**Data listing**
===

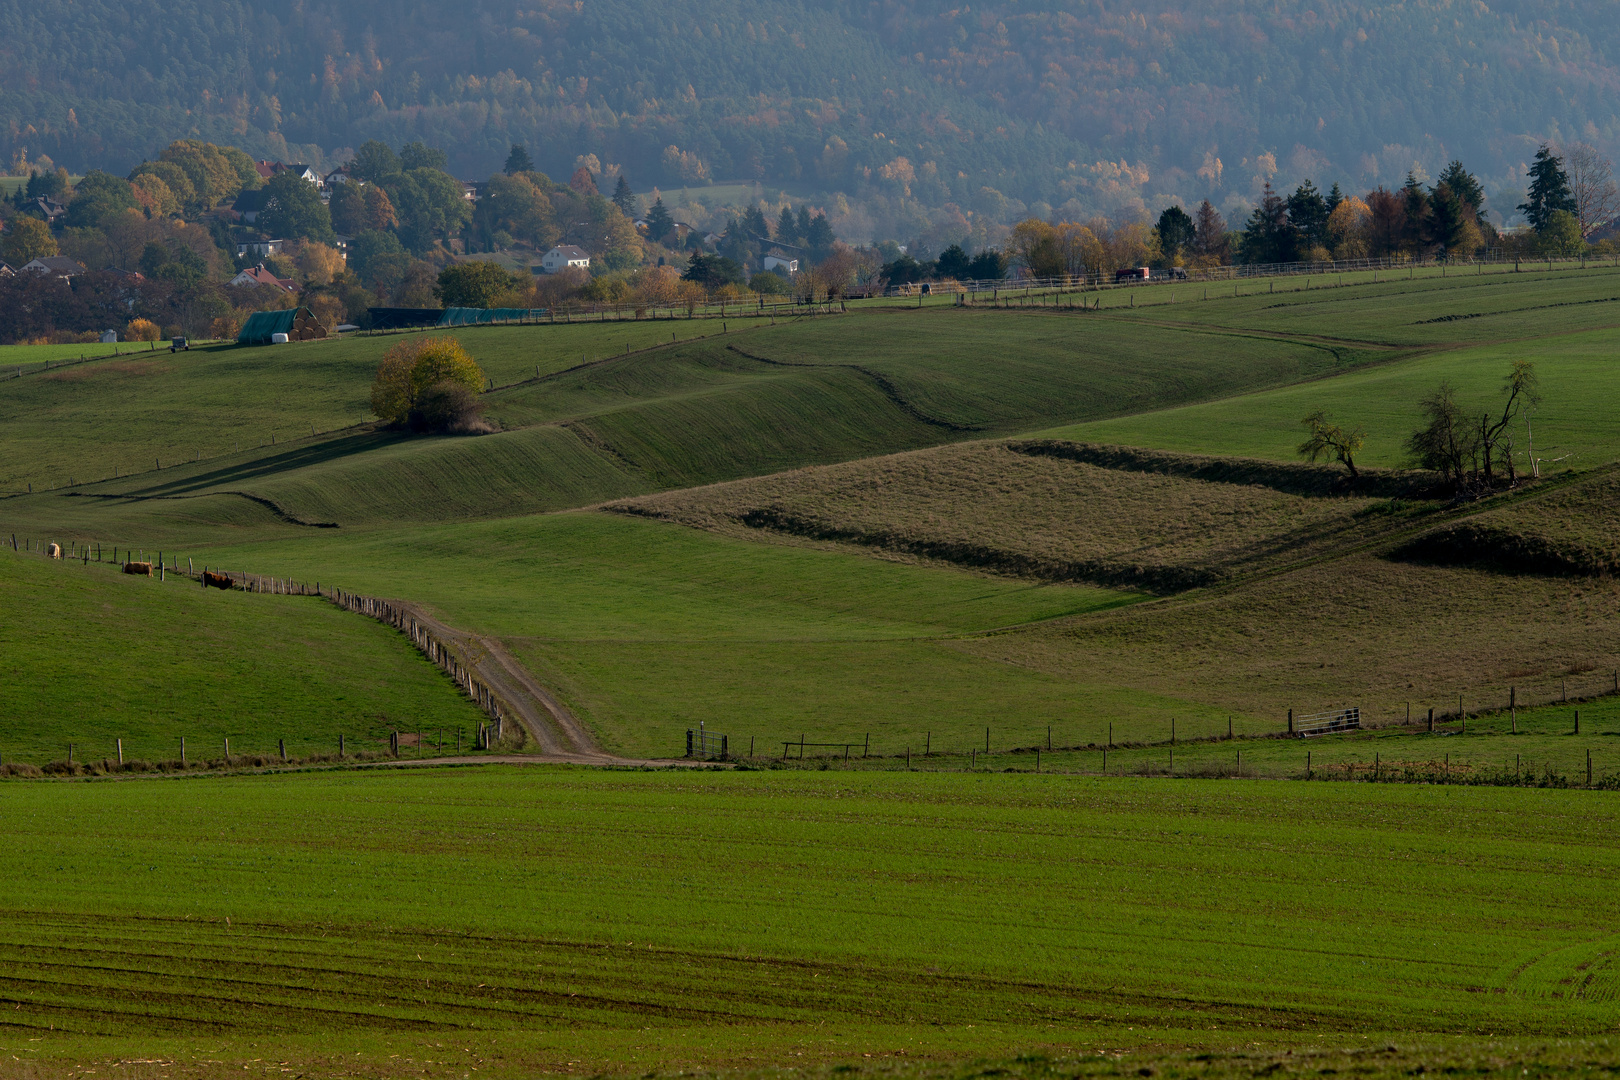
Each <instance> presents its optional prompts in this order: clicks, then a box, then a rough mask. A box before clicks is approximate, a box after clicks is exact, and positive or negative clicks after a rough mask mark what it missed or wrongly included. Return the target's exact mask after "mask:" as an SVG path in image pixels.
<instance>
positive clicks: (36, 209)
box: [21, 194, 68, 225]
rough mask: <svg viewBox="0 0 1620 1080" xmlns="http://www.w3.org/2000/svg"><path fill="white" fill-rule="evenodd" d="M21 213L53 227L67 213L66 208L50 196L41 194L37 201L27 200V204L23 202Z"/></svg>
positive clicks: (25, 202) (67, 211)
mask: <svg viewBox="0 0 1620 1080" xmlns="http://www.w3.org/2000/svg"><path fill="white" fill-rule="evenodd" d="M21 212H23V214H28V215H31V217H37V219H39V220H42V222H45V223H47V225H55V223H57V222H58V220H62V217H63V215H65V214H66V212H68V207H65V206H63V204H60V202H57V201H55V199H52V198H50V196H47V194H42V196H39V198H37V199H29V201H28V202H24V204H23V207H21Z"/></svg>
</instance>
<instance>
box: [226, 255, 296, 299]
mask: <svg viewBox="0 0 1620 1080" xmlns="http://www.w3.org/2000/svg"><path fill="white" fill-rule="evenodd" d="M230 283H232V285H274V287H275V288H283V290H287V291H288V293H296V291H298V283H296V282H293V280H292V279H290V277H275V275H274V274H271V272H269V270H266V269H264V264H262V262H261V264H259V266H256V267H251V269H248V270H243V272H241V274H238V275H237V277H233V279H230Z"/></svg>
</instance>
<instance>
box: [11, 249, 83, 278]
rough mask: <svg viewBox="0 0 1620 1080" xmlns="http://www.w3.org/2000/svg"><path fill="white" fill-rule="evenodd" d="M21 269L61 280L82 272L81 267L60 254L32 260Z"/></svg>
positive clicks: (78, 273)
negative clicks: (57, 278) (46, 274)
mask: <svg viewBox="0 0 1620 1080" xmlns="http://www.w3.org/2000/svg"><path fill="white" fill-rule="evenodd" d="M23 269H24V270H32V272H34V274H49V275H50V277H60V279H63V280H66V279H70V277H73V275H75V274H83V272H84V267H83V266H79V264H78V262H75V261H73V259H70V257H66V256H60V254H53V256H45V257H44V259H34V261H32V262H26V264H24V266H23Z"/></svg>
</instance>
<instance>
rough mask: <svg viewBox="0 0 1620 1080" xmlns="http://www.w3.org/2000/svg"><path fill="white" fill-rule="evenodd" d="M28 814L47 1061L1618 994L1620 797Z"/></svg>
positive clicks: (513, 1070) (0, 902) (642, 805)
mask: <svg viewBox="0 0 1620 1080" xmlns="http://www.w3.org/2000/svg"><path fill="white" fill-rule="evenodd" d="M8 805H10V806H11V813H13V814H18V816H23V818H28V819H39V821H52V823H58V824H62V826H65V827H63V829H60V831H57V829H52V831H26V832H23V834H19V836H15V837H13V840H11V845H10V861H11V865H13V868H15V873H13V874H10V876H8V878H6V882H5V884H0V905H3V907H5V910H8V912H11V913H13V915H11V916H10V918H8V929H6V934H5V942H3V946H0V947H3V949H5V952H6V954H8V962H6V965H5V975H3V976H0V980H3V983H5V993H6V997H8V999H10V1001H11V1002H13V1009H10V1012H11V1014H13V1015H11V1018H10V1022H8V1025H6V1028H5V1031H3V1033H0V1048H3V1051H5V1052H8V1054H15V1056H16V1057H18V1059H24V1057H26V1059H28V1061H29V1062H37V1065H36V1067H37V1069H40V1070H42V1072H40V1074H36V1075H50V1074H52V1072H53V1069H55V1067H62V1065H66V1064H70V1062H76V1061H99V1062H112V1061H118V1059H126V1057H139V1059H144V1061H147V1062H156V1061H164V1062H172V1064H173V1067H175V1069H177V1070H185V1072H186V1075H224V1074H225V1072H228V1070H235V1072H241V1070H243V1065H246V1067H248V1070H249V1072H253V1070H254V1069H256V1067H259V1065H261V1064H266V1062H267V1064H271V1067H272V1069H279V1067H290V1069H293V1070H295V1072H314V1074H318V1075H379V1074H394V1075H397V1072H399V1070H400V1069H402V1067H403V1065H402V1062H408V1069H410V1070H411V1072H416V1074H421V1075H452V1074H457V1072H465V1074H468V1075H471V1069H473V1067H476V1069H478V1072H480V1074H484V1075H497V1077H499V1075H533V1072H536V1070H543V1072H552V1070H557V1072H561V1070H565V1069H569V1070H578V1072H599V1070H608V1072H632V1070H633V1072H646V1070H654V1072H676V1070H677V1069H690V1067H700V1069H701V1067H726V1065H747V1067H758V1069H779V1067H789V1065H792V1067H800V1065H810V1067H815V1065H825V1064H829V1062H839V1061H851V1059H854V1061H855V1062H862V1061H865V1059H863V1056H865V1054H876V1056H880V1057H888V1056H902V1057H920V1059H923V1061H928V1059H938V1057H959V1056H964V1054H972V1056H983V1054H1004V1056H1013V1054H1017V1052H1030V1051H1037V1052H1047V1054H1076V1052H1097V1051H1100V1049H1105V1048H1106V1049H1113V1051H1116V1052H1118V1051H1123V1052H1128V1054H1132V1056H1134V1057H1139V1059H1140V1057H1144V1056H1145V1057H1149V1059H1152V1057H1155V1056H1158V1054H1163V1052H1165V1049H1166V1048H1194V1049H1205V1051H1223V1052H1228V1051H1233V1049H1241V1048H1255V1046H1259V1048H1267V1046H1281V1044H1299V1043H1311V1044H1317V1046H1346V1044H1349V1046H1356V1044H1361V1041H1362V1038H1367V1036H1371V1038H1377V1040H1385V1038H1390V1035H1388V1033H1398V1038H1401V1040H1419V1038H1430V1040H1445V1038H1456V1036H1464V1035H1477V1036H1484V1035H1486V1033H1489V1035H1490V1036H1492V1038H1508V1040H1513V1038H1518V1040H1524V1038H1534V1036H1542V1038H1547V1036H1576V1038H1579V1036H1597V1035H1604V1033H1607V1031H1610V1028H1612V1018H1614V996H1615V991H1617V983H1615V970H1614V965H1612V962H1610V952H1612V950H1614V921H1615V918H1617V915H1620V912H1617V910H1615V899H1614V895H1612V889H1609V886H1607V881H1609V879H1610V878H1612V874H1614V873H1615V852H1614V848H1612V845H1610V844H1609V842H1607V839H1605V837H1607V836H1609V834H1610V832H1612V831H1614V827H1615V824H1617V823H1615V821H1614V816H1615V810H1617V803H1615V797H1614V795H1607V793H1599V795H1592V793H1583V792H1552V790H1502V789H1495V790H1479V789H1456V787H1387V785H1346V784H1309V785H1307V784H1275V782H1273V784H1267V782H1249V784H1241V785H1236V784H1209V782H1191V780H1179V782H1178V780H1153V782H1131V780H1087V779H1066V777H1051V776H1042V777H1035V776H995V777H991V776H983V774H980V776H975V777H961V776H925V774H912V776H896V774H844V772H839V774H804V772H748V774H729V776H714V774H679V772H588V771H556V772H535V771H510V769H484V771H476V772H475V771H450V772H444V771H436V772H428V774H416V776H399V774H394V776H363V774H353V772H343V774H309V776H282V777H256V779H186V780H160V782H136V784H128V782H125V784H120V782H100V784H92V785H84V784H75V785H65V784H42V785H34V787H24V789H11V790H8ZM650 870H651V871H653V873H648V871H650ZM1442 895H1443V897H1445V916H1443V918H1439V916H1437V913H1435V910H1434V904H1435V900H1437V899H1439V897H1442ZM1571 980H1578V981H1576V983H1575V986H1573V988H1571Z"/></svg>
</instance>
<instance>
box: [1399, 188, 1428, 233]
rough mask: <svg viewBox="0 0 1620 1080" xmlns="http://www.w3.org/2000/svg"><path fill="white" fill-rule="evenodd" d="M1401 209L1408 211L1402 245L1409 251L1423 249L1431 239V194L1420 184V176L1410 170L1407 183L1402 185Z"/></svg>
mask: <svg viewBox="0 0 1620 1080" xmlns="http://www.w3.org/2000/svg"><path fill="white" fill-rule="evenodd" d="M1401 209H1403V210H1406V227H1405V230H1403V233H1401V244H1403V246H1405V248H1406V249H1408V251H1417V249H1421V248H1422V246H1424V244H1426V243H1427V238H1429V193H1427V191H1424V189H1422V185H1421V183H1417V176H1416V175H1414V173H1411V172H1409V170H1408V173H1406V183H1403V185H1401Z"/></svg>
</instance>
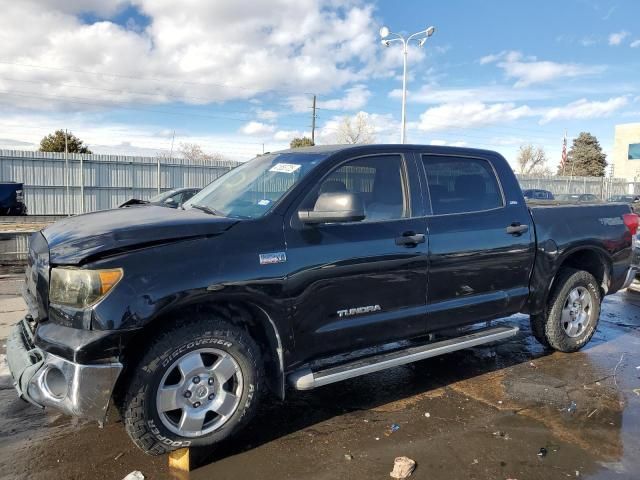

===

**Task to complete**
Give back, exactly as written, the stretch from the line with "box: [21, 194, 68, 225]" through the line with "213L53 227L67 213L66", and no other lines from the records above.

**Reply to the exercise**
box: [21, 194, 68, 225]
rough mask: <svg viewBox="0 0 1620 1080" xmlns="http://www.w3.org/2000/svg"><path fill="white" fill-rule="evenodd" d="M21 213L53 227L67 213L66 208L50 196L41 194L37 201L27 200V204L23 202Z"/></svg>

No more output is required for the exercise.